■ Problem details
According to the notes on per-service sharing below, why should git-gate stay per-bottle? Explain in one to three sentences.

■ Extracted text

Per-service, sharing differs:
- supervise — host-level is a clean win (unified approval queue, ~no secrets). Do first.
- egress (mitmproxy) — shareable via a client-IP addon that selects the per-bottle allowlist / DLP / token-injection. Higher blast radius: one process now holds every bottle's upstream tokens (see Security).
- git-gate — most secret-dense (per-repo deploy keys) and least naturally shareable (git carries no source-IP-scoped auth). Keep per-bottle unless there's a strong reason.
Needs a small control plane: add/remove a bottle's routes/keys/proposals on launch/teardown with live reload, replacing "config baked at launch, torn down at exit."
Can ship as a container first (quick resource/ops win) and become a VM in Stage 4.
Stage 2 — Fixed images built with nix (no Docker)

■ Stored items
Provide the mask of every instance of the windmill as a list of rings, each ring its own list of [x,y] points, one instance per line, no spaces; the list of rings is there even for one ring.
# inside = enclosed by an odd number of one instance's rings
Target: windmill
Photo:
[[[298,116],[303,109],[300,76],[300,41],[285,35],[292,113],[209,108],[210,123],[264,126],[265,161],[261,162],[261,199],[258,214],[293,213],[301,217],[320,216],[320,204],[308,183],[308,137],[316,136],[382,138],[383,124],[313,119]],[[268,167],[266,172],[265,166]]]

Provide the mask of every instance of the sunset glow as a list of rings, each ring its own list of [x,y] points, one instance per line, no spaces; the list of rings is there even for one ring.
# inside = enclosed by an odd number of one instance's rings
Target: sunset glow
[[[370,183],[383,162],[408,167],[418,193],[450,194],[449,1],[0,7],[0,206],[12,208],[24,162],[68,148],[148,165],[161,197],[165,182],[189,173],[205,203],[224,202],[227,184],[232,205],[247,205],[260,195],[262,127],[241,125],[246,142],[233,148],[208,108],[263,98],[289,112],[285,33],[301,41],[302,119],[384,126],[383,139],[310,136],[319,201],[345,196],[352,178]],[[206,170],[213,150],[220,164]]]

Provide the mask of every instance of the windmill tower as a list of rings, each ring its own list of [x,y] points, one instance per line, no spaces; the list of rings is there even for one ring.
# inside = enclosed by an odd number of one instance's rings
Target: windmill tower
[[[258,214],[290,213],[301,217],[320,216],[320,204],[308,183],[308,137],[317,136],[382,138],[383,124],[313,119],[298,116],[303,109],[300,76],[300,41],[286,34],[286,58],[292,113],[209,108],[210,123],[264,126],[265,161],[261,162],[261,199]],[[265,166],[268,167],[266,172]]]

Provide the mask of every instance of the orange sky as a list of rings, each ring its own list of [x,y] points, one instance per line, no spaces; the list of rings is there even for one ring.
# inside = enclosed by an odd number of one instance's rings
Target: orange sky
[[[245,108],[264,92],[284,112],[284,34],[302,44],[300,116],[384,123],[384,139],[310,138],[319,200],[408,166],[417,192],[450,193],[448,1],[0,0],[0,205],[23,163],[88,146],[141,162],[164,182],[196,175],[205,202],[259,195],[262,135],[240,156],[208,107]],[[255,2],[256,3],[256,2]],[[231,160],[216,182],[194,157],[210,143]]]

■ Written response
Git-gate holds the most secrets of the three services, since it has per-repo deploy keys. It is also the least naturally shareable, because git carries no source-IP-scoped authentication. It should therefore stay per-bottle unless there is a strong reason to share it.